### Tâche
Reproduisez à l'identique les lignes ci-dessous, depuis celle qui contient « the form (640,26). » jusqu'à la fin des lignes, ces deux bornes comprises.

### Lignes fournies
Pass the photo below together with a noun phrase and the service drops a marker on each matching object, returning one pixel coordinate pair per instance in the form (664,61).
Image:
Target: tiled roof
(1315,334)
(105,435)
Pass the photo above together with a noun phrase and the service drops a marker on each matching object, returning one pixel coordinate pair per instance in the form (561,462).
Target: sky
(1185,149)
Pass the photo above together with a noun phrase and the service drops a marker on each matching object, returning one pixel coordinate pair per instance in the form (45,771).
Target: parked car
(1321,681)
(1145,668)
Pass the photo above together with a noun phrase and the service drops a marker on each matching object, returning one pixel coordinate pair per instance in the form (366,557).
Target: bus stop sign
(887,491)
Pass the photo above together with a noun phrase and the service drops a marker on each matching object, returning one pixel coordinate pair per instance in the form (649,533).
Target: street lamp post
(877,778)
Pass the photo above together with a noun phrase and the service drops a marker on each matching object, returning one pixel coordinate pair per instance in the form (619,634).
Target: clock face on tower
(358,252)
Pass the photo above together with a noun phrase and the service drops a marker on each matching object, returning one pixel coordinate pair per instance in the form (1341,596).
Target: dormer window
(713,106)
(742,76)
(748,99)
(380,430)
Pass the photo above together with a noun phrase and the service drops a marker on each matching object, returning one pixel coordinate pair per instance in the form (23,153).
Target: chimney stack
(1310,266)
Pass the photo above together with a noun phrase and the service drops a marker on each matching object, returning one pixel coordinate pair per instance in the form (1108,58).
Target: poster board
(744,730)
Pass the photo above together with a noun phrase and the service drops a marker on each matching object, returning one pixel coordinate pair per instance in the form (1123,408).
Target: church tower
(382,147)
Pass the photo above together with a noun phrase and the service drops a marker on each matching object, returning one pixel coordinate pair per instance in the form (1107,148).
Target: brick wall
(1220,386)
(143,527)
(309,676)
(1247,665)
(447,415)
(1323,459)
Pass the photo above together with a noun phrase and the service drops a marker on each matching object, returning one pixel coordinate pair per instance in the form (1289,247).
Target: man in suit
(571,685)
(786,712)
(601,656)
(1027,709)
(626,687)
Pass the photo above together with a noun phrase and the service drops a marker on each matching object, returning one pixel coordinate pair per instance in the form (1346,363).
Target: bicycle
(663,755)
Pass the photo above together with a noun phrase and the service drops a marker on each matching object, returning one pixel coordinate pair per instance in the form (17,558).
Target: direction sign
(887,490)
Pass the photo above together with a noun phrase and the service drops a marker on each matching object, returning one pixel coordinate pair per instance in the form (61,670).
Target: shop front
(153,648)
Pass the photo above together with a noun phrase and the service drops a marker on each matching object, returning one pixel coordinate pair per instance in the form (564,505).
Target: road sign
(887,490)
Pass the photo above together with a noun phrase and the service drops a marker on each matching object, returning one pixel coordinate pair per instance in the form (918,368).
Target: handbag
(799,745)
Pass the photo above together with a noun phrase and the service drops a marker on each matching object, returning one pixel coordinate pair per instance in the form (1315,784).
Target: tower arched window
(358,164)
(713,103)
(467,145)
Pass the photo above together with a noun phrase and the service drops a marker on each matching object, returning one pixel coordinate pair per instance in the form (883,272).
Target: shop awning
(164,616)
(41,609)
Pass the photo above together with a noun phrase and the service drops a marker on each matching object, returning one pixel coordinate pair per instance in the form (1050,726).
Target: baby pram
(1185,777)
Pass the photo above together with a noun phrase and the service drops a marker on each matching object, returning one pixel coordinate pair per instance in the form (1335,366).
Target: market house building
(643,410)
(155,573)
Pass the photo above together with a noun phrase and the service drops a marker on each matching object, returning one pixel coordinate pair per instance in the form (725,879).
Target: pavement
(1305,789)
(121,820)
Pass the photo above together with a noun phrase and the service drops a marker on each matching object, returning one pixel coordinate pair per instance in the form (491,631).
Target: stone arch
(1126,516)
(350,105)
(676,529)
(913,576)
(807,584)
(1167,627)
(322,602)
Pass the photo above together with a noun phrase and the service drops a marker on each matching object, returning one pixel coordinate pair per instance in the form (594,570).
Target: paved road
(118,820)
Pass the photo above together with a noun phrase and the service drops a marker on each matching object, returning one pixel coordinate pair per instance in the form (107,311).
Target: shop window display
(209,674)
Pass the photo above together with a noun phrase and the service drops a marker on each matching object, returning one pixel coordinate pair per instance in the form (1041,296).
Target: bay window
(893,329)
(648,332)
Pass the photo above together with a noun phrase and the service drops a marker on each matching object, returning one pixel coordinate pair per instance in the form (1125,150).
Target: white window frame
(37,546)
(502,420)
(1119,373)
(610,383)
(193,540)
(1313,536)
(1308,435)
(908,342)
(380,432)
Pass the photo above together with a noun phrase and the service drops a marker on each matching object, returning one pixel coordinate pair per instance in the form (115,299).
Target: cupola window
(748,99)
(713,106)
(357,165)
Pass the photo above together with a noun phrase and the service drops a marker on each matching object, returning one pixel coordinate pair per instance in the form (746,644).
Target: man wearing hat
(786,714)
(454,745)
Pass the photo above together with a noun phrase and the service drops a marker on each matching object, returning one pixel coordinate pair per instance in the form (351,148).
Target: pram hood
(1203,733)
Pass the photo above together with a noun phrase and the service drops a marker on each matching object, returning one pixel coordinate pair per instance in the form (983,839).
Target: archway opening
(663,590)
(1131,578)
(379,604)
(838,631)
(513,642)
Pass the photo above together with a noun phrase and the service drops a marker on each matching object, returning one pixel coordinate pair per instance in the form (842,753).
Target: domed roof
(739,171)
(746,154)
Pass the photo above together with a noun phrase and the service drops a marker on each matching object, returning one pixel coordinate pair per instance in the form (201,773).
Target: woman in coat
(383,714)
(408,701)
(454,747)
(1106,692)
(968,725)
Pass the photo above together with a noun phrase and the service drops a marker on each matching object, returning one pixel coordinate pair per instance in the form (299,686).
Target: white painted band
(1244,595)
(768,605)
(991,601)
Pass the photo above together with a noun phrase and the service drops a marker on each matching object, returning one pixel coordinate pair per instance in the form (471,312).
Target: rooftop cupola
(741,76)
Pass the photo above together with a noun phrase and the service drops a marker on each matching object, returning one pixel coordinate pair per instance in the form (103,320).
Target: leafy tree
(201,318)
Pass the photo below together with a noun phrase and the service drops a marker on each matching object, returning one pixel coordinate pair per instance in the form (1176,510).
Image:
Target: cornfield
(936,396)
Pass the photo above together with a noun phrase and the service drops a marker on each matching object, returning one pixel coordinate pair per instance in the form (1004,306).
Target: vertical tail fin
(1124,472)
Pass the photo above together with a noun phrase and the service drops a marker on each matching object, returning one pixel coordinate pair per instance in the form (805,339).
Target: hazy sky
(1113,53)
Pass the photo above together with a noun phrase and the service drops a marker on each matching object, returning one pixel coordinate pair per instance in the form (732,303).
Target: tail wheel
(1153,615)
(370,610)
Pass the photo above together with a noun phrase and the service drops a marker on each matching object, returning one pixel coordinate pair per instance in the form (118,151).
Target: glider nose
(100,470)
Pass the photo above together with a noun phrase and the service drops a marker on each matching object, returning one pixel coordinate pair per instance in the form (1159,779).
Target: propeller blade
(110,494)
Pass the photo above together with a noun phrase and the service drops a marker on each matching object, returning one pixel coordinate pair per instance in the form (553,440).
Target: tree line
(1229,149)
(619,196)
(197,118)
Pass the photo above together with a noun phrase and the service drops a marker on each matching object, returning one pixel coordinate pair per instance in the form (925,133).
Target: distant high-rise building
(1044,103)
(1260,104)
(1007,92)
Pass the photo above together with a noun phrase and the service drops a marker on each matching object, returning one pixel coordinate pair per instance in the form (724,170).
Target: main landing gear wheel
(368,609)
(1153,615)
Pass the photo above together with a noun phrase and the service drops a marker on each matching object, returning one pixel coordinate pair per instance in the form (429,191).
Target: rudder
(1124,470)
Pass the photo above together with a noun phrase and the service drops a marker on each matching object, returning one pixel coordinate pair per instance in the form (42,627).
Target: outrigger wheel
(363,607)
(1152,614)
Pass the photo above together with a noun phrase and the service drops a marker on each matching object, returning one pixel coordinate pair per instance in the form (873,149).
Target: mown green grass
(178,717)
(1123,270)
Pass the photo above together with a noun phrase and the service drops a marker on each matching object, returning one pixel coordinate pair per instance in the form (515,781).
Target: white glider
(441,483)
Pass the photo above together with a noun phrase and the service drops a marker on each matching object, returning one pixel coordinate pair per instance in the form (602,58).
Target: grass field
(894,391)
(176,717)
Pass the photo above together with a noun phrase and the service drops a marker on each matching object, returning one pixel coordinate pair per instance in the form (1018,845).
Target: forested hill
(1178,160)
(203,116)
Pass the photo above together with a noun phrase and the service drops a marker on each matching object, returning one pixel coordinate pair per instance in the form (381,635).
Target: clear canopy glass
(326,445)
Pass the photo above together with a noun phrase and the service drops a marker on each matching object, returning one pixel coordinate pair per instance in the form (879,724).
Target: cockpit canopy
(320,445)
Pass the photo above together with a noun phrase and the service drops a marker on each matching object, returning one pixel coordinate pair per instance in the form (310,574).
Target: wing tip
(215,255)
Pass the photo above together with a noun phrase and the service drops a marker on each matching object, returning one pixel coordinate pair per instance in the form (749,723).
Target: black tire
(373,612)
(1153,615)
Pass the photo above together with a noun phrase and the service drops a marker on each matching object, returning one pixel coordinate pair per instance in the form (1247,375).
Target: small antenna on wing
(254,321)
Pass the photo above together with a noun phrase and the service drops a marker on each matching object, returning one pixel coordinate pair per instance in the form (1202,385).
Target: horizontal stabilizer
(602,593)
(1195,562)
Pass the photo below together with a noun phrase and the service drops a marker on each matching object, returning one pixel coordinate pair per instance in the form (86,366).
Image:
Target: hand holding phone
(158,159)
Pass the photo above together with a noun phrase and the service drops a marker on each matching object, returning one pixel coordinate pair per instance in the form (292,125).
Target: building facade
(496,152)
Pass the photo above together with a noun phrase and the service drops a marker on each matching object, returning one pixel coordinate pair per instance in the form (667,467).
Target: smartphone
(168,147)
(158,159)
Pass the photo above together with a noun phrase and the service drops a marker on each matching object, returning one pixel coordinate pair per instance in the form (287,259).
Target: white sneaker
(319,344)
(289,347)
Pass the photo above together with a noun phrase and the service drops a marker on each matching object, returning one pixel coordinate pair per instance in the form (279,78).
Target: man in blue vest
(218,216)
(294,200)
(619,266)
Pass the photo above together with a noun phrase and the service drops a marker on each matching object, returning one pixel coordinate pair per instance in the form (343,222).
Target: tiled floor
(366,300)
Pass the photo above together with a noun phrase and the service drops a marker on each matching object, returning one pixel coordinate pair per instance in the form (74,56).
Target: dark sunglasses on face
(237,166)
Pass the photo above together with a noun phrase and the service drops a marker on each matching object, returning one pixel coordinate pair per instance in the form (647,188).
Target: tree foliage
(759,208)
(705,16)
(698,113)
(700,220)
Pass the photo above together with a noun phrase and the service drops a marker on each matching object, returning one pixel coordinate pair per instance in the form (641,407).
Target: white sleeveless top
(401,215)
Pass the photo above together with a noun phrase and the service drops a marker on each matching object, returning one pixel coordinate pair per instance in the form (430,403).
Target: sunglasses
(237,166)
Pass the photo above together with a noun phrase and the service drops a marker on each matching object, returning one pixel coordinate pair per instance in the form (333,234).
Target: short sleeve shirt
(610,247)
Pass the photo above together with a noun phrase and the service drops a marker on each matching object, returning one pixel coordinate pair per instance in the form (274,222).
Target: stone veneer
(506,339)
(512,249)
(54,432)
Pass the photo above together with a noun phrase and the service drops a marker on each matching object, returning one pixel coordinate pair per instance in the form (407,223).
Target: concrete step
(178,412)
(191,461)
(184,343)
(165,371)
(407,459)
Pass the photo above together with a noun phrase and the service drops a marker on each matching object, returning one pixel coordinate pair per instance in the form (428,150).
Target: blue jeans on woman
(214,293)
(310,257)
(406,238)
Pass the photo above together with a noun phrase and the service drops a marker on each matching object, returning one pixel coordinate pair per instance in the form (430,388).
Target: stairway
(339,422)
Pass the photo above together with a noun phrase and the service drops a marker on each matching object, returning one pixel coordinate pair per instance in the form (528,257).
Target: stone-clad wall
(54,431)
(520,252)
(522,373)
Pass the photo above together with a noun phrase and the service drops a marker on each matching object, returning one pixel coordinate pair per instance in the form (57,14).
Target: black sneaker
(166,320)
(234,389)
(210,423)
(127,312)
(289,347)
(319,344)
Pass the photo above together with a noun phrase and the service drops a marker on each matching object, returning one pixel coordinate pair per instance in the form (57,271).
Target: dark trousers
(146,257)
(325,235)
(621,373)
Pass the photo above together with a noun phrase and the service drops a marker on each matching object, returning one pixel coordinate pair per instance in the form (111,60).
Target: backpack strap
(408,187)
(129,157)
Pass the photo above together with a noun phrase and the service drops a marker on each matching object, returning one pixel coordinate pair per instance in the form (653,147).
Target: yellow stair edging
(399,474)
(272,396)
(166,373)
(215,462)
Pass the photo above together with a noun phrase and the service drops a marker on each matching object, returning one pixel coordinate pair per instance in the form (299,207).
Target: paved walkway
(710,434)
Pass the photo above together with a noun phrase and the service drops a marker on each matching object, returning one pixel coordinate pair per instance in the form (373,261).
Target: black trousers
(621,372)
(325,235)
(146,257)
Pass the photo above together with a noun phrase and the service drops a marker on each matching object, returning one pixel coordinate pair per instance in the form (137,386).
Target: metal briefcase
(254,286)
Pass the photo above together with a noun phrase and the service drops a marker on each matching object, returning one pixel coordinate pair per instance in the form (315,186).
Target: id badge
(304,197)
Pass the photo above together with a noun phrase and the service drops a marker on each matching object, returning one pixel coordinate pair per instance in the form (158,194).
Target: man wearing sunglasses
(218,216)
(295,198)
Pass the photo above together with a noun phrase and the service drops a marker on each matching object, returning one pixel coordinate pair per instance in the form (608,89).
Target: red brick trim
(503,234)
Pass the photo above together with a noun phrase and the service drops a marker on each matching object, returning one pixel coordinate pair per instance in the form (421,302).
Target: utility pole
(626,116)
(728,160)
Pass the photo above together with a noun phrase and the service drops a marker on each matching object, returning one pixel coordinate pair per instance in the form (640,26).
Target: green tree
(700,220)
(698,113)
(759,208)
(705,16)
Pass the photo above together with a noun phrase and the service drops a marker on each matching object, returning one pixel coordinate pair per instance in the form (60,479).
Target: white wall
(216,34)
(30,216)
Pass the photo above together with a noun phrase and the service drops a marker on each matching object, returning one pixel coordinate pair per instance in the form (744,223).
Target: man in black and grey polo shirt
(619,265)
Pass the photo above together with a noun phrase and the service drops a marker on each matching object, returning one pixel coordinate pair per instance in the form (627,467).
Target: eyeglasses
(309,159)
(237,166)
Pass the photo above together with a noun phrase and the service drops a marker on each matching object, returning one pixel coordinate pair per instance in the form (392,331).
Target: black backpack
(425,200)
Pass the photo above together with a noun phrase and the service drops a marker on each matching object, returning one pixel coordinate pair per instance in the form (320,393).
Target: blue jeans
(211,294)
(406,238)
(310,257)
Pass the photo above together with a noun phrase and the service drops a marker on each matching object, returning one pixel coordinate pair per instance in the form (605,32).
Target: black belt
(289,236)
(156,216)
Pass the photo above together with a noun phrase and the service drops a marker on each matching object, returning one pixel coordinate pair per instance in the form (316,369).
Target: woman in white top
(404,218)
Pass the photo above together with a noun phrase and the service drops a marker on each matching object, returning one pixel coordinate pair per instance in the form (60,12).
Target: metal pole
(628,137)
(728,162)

### Exercice corrigé
Pass the photo above together with a noun phrase and the service drops a marker on each matching object, returning one pixel coordinate pair per instance in the form (640,26).
Target: green tree
(700,220)
(698,113)
(759,208)
(705,16)
Pass the photo above together with a noun phrase and the service drops a marker on each matching object, returning one pixel coordinate pair per instance in the form (60,479).
Target: white wall
(216,34)
(30,216)
Pass the photo above together with a noun phrase and the service drops a marker on each matching object, returning one pixel coordinate pair per instance in the form (744,223).
Target: man in black and grey polo shirt
(619,265)
Pass the photo above together with a noun phrase and the service drops a marker on each matching object, returning one pixel coordinate pair per instance in the form (627,467).
Target: eyeglasses
(309,159)
(237,166)
Pass the photo above together with a noun phrase and the service drops a marker on each matching object, returning one pixel coordinate pair per instance in the form (392,331).
Target: black backpack
(425,200)
Pass the photo above together with a noun phrase and the service drops a marker on each matching object, returning one pixel coordinate pair per instance in the form (320,393).
Target: blue jeans
(211,294)
(406,238)
(310,257)
Pass the photo above together with a noun phrase and the service drops a marker on each matching object, returning one pixel coordinate pair per instance in the form (605,32).
Target: black belt
(289,236)
(156,216)
Pass the photo above together with a noun phrase and the service drops a marker on each matching object, returning one pixel coordinate pair per instance in the form (316,369).
Target: woman in white top
(404,218)
Pass the photo above together with a noun phrase and the service drops a marker on each matching object, returning one pixel coordinate pair per instance in the form (60,12).
Target: metal pole
(628,137)
(728,162)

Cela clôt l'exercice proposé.